*Objective*. Quote the listing below word for word, from its first line through the line containing "(183, 235), (211, 323)", and leave out the picture.

*Dataset extract*.

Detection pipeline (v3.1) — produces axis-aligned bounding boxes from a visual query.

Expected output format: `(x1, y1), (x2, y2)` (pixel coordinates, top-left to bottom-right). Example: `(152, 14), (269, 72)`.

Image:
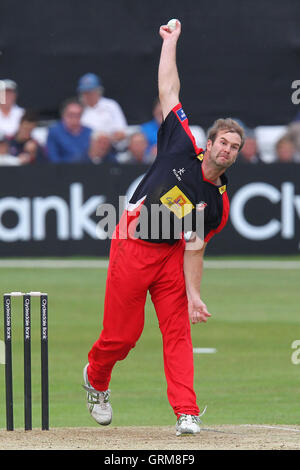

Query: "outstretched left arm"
(183, 235), (211, 323)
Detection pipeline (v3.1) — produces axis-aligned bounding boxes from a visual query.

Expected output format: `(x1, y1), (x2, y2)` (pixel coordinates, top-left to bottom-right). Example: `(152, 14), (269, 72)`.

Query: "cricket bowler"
(83, 20), (244, 436)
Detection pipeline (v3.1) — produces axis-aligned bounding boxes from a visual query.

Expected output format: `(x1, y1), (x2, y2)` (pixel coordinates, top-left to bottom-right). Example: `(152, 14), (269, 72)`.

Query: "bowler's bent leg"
(150, 241), (199, 418)
(88, 239), (147, 391)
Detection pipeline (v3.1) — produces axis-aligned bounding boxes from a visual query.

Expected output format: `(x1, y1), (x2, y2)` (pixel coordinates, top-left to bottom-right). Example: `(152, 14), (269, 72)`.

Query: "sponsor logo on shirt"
(176, 108), (187, 122)
(219, 184), (226, 194)
(196, 201), (207, 212)
(173, 168), (185, 181)
(160, 186), (195, 219)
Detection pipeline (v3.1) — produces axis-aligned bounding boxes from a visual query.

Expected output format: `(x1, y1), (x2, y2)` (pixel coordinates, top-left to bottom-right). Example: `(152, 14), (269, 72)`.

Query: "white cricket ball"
(167, 18), (178, 32)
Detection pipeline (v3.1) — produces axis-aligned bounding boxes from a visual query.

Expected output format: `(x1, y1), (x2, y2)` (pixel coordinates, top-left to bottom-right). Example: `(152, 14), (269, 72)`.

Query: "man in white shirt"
(77, 73), (127, 145)
(0, 79), (24, 137)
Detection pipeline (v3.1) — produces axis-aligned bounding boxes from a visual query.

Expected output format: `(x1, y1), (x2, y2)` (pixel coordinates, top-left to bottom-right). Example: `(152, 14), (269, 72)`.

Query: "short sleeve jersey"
(127, 103), (229, 244)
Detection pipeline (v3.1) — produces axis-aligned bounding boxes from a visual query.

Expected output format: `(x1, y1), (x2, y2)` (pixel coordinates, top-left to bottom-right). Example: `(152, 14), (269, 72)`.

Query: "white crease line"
(240, 424), (300, 432)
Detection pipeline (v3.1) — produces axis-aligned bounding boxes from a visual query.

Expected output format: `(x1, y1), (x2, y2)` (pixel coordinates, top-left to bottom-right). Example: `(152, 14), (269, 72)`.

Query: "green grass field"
(0, 258), (300, 428)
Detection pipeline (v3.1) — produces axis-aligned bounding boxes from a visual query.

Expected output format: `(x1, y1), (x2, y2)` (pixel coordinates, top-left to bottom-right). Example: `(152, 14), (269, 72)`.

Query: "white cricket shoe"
(176, 414), (201, 436)
(83, 364), (112, 426)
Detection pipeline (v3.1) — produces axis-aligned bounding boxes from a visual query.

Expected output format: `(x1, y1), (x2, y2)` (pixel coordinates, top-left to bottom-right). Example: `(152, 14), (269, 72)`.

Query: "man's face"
(206, 130), (242, 169)
(80, 89), (101, 107)
(18, 121), (36, 140)
(62, 103), (82, 132)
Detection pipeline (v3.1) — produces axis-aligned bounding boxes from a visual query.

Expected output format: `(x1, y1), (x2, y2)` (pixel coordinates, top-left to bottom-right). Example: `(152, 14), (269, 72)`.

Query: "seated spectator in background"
(0, 79), (24, 137)
(275, 134), (296, 163)
(9, 111), (46, 164)
(47, 98), (92, 163)
(288, 111), (300, 162)
(237, 130), (261, 163)
(0, 132), (21, 166)
(117, 132), (152, 164)
(141, 98), (163, 158)
(77, 73), (127, 146)
(89, 133), (117, 165)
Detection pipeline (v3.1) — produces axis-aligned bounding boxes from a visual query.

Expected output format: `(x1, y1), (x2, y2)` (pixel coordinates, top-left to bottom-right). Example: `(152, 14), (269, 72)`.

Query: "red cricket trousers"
(88, 227), (199, 417)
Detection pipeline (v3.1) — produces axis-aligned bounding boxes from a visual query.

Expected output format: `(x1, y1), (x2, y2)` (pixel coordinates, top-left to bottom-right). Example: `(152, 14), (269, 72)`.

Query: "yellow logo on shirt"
(160, 186), (195, 219)
(219, 184), (226, 194)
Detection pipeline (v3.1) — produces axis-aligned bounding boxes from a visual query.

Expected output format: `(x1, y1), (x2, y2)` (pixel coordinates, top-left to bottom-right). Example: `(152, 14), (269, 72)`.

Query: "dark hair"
(20, 109), (39, 122)
(59, 98), (83, 116)
(207, 118), (245, 150)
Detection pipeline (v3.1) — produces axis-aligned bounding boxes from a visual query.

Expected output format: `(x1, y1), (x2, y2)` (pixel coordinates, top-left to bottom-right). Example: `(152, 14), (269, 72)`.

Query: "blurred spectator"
(77, 73), (127, 145)
(237, 130), (261, 163)
(47, 98), (92, 163)
(275, 134), (296, 163)
(0, 132), (21, 166)
(288, 116), (300, 162)
(141, 98), (163, 160)
(117, 132), (152, 164)
(9, 111), (46, 164)
(90, 132), (117, 165)
(0, 79), (24, 137)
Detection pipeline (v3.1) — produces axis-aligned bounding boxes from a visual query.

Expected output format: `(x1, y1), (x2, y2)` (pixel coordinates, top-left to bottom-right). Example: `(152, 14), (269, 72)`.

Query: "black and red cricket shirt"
(127, 103), (229, 244)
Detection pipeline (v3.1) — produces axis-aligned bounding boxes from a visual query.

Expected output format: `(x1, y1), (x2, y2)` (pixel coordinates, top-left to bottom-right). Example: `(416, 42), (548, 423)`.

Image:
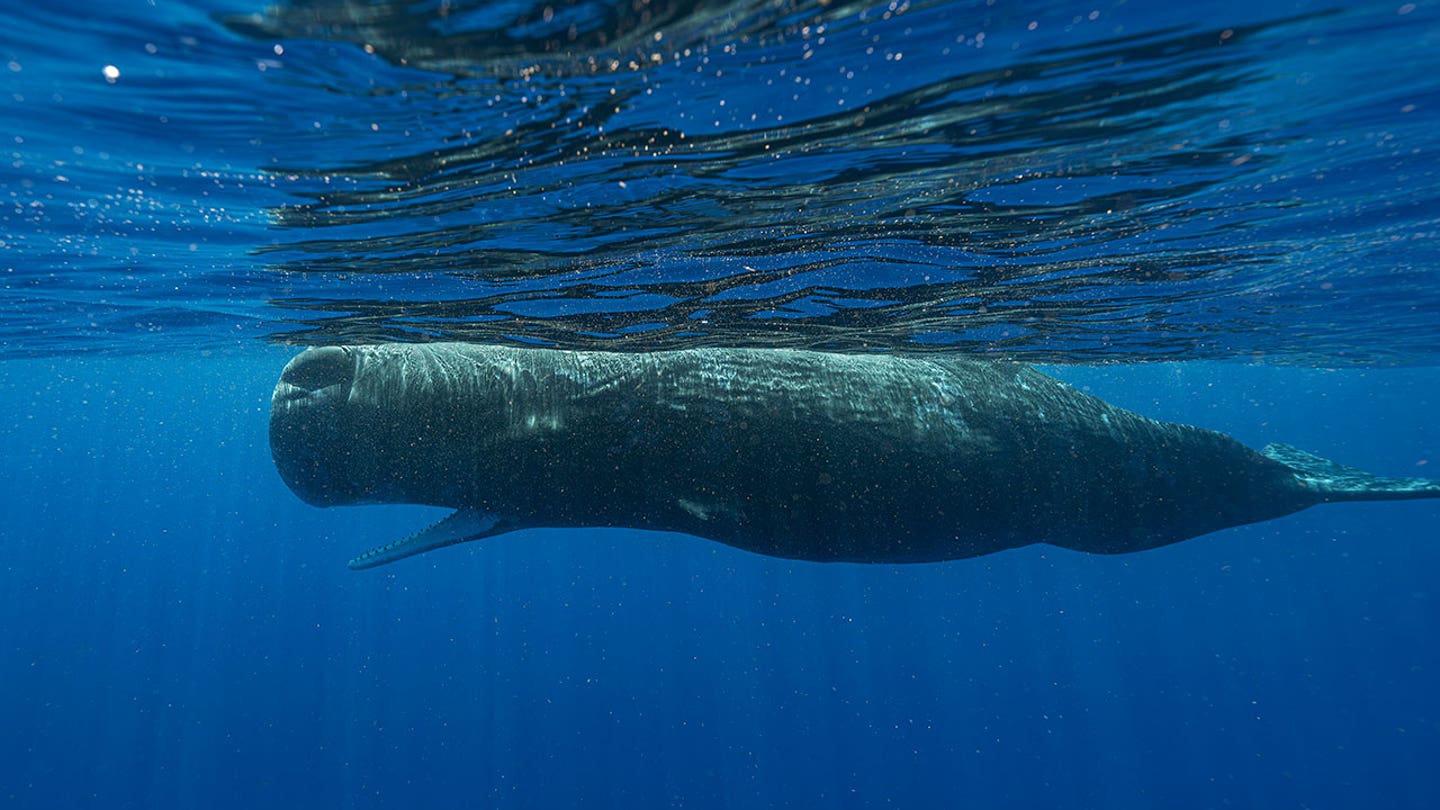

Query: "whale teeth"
(348, 509), (514, 569)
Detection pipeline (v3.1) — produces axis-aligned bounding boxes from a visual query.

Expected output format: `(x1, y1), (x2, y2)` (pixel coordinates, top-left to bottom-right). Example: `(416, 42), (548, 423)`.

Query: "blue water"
(0, 0), (1440, 809)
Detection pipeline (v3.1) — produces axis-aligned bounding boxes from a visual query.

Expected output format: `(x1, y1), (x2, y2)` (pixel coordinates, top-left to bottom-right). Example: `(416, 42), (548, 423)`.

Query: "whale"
(269, 343), (1440, 568)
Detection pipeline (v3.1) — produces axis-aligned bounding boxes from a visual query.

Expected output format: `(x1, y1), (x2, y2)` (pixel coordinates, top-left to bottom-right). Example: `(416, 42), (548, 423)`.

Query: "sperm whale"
(271, 343), (1440, 568)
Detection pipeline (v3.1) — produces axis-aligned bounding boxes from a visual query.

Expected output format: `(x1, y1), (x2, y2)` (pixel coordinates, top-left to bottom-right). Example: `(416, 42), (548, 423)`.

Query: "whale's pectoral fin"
(1261, 444), (1440, 500)
(350, 509), (516, 571)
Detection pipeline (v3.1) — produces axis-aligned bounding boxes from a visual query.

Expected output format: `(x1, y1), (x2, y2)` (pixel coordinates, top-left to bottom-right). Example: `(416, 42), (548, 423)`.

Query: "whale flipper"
(350, 509), (516, 571)
(1261, 444), (1440, 502)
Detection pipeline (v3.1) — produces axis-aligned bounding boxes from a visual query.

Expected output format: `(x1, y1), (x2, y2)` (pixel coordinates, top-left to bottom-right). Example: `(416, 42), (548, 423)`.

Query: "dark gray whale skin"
(271, 343), (1440, 568)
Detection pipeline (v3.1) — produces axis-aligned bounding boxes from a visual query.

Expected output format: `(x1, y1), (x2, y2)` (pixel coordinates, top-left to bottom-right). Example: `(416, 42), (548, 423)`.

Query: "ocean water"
(0, 0), (1440, 809)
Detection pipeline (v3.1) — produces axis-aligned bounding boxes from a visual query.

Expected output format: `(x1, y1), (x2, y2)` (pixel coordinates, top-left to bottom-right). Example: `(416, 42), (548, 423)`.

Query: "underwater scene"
(0, 0), (1440, 809)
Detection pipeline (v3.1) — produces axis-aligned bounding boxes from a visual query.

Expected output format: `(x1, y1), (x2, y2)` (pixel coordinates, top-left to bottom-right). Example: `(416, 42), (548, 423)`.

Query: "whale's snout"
(271, 346), (356, 506)
(271, 346), (356, 408)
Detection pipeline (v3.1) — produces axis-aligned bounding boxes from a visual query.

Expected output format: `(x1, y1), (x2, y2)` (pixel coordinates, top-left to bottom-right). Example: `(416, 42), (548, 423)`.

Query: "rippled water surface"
(0, 0), (1440, 358)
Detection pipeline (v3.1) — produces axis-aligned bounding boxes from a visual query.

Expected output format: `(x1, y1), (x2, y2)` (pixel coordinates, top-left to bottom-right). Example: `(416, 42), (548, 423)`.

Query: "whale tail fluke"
(1260, 444), (1440, 502)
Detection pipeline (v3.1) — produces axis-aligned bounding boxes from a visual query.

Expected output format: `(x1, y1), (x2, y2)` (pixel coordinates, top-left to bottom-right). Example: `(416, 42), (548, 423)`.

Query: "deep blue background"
(0, 350), (1440, 809)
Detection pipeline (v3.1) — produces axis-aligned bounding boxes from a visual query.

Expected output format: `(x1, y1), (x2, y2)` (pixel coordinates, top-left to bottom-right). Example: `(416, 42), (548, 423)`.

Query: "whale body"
(271, 343), (1440, 568)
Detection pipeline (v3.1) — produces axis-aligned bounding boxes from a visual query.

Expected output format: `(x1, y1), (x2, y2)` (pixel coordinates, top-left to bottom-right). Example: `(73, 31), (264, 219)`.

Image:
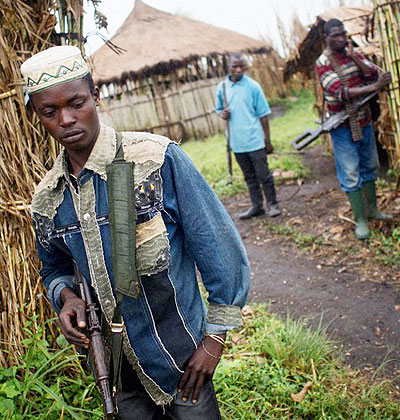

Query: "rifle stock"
(291, 90), (380, 150)
(291, 127), (322, 150)
(75, 264), (116, 420)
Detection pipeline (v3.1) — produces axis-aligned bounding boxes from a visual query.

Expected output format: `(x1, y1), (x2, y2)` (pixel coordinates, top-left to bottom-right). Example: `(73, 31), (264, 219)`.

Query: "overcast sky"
(84, 0), (369, 55)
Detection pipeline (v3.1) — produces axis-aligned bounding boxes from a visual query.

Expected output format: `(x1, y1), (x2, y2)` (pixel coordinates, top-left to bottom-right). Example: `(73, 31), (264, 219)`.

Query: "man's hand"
(58, 288), (90, 348)
(265, 142), (274, 154)
(178, 334), (225, 404)
(375, 72), (392, 89)
(219, 107), (231, 120)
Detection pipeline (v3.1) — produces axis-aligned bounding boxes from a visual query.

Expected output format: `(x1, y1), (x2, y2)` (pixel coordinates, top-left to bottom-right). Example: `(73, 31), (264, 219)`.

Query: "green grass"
(0, 323), (103, 420)
(182, 91), (316, 197)
(215, 305), (400, 420)
(0, 305), (400, 420)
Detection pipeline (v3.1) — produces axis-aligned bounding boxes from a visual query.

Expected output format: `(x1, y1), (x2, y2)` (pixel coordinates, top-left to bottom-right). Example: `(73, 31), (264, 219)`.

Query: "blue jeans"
(330, 124), (379, 192)
(117, 356), (221, 420)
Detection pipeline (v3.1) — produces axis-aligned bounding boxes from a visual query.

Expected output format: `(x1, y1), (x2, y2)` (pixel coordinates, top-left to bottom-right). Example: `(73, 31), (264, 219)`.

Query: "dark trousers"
(235, 149), (277, 208)
(117, 359), (221, 420)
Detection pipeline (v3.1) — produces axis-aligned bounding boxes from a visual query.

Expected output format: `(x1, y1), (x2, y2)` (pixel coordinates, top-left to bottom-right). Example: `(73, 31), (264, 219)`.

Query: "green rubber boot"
(347, 190), (369, 239)
(361, 181), (393, 220)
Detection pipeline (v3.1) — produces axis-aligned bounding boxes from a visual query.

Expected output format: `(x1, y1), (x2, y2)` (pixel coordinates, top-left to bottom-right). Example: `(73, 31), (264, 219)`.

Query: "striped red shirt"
(315, 51), (378, 126)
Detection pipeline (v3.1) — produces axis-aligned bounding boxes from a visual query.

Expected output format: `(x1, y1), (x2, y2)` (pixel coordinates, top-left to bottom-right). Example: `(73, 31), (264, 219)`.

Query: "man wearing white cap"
(21, 47), (249, 420)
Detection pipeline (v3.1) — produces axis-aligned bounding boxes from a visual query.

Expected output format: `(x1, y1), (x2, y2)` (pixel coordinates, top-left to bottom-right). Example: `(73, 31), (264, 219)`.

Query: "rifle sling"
(107, 133), (140, 395)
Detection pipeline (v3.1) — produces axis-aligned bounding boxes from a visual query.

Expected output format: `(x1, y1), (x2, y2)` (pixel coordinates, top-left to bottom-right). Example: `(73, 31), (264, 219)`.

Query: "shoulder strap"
(107, 133), (140, 398)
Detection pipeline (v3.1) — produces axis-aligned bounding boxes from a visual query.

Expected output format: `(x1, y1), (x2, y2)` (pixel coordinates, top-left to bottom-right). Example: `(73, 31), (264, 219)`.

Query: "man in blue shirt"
(21, 46), (250, 420)
(216, 53), (280, 219)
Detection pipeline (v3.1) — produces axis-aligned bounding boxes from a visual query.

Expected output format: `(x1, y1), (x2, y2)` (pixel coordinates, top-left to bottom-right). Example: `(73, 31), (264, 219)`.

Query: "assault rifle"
(75, 264), (116, 420)
(291, 90), (380, 150)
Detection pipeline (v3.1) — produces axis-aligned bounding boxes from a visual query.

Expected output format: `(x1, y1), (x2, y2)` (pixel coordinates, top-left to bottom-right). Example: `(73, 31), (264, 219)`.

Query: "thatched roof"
(284, 4), (381, 81)
(93, 0), (270, 84)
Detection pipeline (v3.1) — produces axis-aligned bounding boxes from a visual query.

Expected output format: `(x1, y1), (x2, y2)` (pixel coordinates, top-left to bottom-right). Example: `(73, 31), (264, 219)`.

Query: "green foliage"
(0, 305), (400, 420)
(0, 323), (103, 420)
(215, 305), (400, 420)
(182, 91), (315, 197)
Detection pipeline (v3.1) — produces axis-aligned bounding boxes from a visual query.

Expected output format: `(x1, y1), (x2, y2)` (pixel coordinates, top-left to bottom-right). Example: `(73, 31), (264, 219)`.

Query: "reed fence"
(0, 0), (87, 366)
(373, 0), (400, 168)
(96, 49), (286, 141)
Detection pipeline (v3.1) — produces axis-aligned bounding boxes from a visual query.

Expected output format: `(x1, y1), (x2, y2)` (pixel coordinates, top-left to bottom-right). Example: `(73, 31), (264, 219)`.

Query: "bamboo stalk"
(373, 0), (400, 171)
(0, 0), (86, 366)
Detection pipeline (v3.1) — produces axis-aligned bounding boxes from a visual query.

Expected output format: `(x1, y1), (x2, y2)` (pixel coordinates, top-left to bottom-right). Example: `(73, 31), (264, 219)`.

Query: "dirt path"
(225, 148), (400, 374)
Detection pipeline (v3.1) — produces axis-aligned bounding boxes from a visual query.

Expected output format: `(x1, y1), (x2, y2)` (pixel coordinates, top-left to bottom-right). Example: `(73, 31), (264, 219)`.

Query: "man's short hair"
(324, 19), (344, 36)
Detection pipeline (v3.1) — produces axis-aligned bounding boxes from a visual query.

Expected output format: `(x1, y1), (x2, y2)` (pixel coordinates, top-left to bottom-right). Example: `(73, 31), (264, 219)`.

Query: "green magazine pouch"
(107, 133), (140, 299)
(107, 133), (140, 404)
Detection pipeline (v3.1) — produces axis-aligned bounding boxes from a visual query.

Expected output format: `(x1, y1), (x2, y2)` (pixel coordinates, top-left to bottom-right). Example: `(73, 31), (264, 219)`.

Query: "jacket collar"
(48, 123), (116, 189)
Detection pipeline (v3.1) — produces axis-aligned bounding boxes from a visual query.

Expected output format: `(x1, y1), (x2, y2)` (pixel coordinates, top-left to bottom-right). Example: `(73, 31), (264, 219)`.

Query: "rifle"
(291, 90), (380, 150)
(222, 82), (233, 180)
(74, 264), (116, 420)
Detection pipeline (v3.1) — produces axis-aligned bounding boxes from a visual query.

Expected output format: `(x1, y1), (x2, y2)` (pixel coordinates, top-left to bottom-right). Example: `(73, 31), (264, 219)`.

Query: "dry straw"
(0, 0), (82, 366)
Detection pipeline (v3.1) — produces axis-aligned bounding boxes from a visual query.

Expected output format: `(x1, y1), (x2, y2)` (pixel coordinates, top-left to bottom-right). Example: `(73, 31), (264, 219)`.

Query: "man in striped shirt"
(316, 19), (392, 239)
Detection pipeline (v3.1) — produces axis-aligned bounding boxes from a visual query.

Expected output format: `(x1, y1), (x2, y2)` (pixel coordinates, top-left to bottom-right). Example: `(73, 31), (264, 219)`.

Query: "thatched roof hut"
(92, 0), (283, 140)
(93, 0), (272, 85)
(283, 4), (380, 82)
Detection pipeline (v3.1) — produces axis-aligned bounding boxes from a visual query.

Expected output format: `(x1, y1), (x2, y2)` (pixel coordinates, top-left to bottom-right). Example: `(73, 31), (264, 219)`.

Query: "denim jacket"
(32, 125), (250, 404)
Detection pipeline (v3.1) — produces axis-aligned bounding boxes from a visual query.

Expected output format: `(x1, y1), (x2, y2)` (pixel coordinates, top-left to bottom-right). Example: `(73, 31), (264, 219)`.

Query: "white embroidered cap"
(21, 46), (89, 94)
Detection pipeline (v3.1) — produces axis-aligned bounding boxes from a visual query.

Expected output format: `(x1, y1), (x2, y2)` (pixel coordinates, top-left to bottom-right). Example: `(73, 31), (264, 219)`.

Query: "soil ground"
(224, 146), (400, 376)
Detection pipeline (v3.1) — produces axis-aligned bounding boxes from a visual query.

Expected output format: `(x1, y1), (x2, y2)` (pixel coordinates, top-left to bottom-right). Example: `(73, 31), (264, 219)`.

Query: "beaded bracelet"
(201, 342), (221, 359)
(206, 334), (225, 347)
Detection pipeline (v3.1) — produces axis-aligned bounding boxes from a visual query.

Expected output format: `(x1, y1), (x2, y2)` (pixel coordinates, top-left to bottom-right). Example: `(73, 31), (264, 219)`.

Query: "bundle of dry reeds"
(0, 0), (86, 366)
(373, 0), (400, 168)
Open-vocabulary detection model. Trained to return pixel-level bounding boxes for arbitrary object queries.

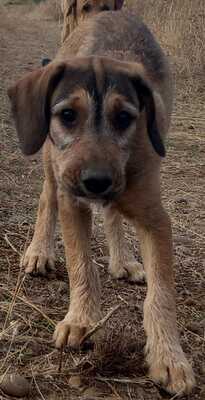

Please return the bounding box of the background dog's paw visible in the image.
[21,243,55,276]
[109,261,146,283]
[53,319,91,349]
[149,357,195,395]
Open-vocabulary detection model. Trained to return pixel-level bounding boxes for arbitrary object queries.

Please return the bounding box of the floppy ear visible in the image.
[133,76,166,157]
[8,63,65,155]
[115,0,124,10]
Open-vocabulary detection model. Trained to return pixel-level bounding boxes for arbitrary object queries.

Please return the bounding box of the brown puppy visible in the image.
[61,0,124,43]
[9,12,194,393]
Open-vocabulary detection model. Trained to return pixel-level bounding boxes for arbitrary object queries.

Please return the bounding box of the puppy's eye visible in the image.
[100,4,110,11]
[83,3,92,13]
[60,108,78,126]
[114,111,134,131]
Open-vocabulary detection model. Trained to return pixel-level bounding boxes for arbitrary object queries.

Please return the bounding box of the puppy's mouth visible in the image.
[69,186,122,203]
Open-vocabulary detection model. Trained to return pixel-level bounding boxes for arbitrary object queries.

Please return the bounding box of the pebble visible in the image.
[68,375,83,390]
[0,374,30,397]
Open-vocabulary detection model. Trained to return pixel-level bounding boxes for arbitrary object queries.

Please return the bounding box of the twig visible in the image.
[4,233,21,256]
[58,347,63,374]
[0,286,56,328]
[81,304,121,344]
[3,271,25,331]
[178,322,205,342]
[95,377,149,385]
[31,368,46,400]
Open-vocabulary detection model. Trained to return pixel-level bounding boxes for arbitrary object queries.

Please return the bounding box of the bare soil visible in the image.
[0,5,205,400]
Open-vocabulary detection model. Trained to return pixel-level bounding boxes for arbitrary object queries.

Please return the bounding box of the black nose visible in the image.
[81,169,112,196]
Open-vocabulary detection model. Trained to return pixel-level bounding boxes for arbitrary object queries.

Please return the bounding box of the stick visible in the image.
[81,304,121,344]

*Reply to the task*.
Detection pipeline (v3.1) — produces axis-aligned bounding boxes from a visual query.

Expected output format: `(x1, y1), (x2, y2)` (pixel coordinates, top-left to bottom-right). Example: `(152, 14), (269, 72)`.

Image:

Query: "outstretched left arm"
(183, 235), (211, 323)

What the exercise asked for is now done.